▶ _The task_
Render the listing as a numbered list, starting at its first line and ending at the line that contains "M 33 222 L 34", both included. Leave out any blank lines.

+++ Input material

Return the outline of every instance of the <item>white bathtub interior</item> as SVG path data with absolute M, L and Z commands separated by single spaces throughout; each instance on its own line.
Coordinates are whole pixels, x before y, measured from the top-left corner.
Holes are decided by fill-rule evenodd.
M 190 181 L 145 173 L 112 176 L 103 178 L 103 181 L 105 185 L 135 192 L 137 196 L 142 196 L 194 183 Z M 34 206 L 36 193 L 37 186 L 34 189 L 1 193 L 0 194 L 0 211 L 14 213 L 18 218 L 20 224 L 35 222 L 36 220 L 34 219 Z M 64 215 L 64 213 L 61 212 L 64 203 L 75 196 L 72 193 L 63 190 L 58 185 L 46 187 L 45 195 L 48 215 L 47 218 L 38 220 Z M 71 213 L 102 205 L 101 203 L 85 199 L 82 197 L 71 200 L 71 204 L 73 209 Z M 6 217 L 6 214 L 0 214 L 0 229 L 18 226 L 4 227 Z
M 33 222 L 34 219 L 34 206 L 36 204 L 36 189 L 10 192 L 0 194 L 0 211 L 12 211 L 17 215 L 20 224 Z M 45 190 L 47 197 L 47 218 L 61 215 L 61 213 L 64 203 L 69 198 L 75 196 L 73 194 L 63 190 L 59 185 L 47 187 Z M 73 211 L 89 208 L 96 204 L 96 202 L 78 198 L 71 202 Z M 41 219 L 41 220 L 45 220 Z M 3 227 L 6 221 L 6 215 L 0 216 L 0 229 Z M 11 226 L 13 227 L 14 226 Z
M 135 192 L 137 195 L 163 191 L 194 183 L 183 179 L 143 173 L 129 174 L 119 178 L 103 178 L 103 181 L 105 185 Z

++++++

▶ _Expected answer_
1. Return the outline of every instance of the <item>white bathtub interior</item> as SVG path data with absolute M, L and Z commands separated by single spaces throughout; each instance on its own line.
2. Coordinates are whole pixels, x before y, measured from the top-left corner.
3. Holes are decided by fill-rule evenodd.
4. M 190 181 L 145 173 L 112 176 L 103 178 L 103 181 L 105 185 L 135 192 L 137 196 L 142 196 L 194 183 Z M 34 206 L 36 193 L 37 186 L 34 189 L 1 193 L 0 194 L 0 211 L 14 213 L 18 218 L 20 224 L 35 222 L 36 220 L 34 219 Z M 64 215 L 64 213 L 61 212 L 64 203 L 75 196 L 72 193 L 63 190 L 58 185 L 46 187 L 45 195 L 48 215 L 47 218 L 38 220 Z M 71 213 L 102 205 L 101 203 L 85 199 L 82 197 L 71 200 L 71 204 L 73 209 Z M 6 217 L 6 214 L 0 214 L 0 229 L 18 226 L 4 227 Z
5. M 33 222 L 34 219 L 34 206 L 36 204 L 36 189 L 10 192 L 0 194 L 0 211 L 12 211 L 17 215 L 20 224 Z M 45 190 L 47 197 L 47 218 L 61 215 L 61 213 L 64 203 L 69 198 L 75 196 L 73 194 L 63 190 L 59 185 L 47 187 Z M 73 211 L 89 208 L 96 204 L 96 202 L 78 198 L 71 202 Z M 41 219 L 41 220 L 45 220 Z M 3 227 L 6 221 L 6 215 L 0 216 L 0 229 Z M 11 226 L 13 227 L 14 226 Z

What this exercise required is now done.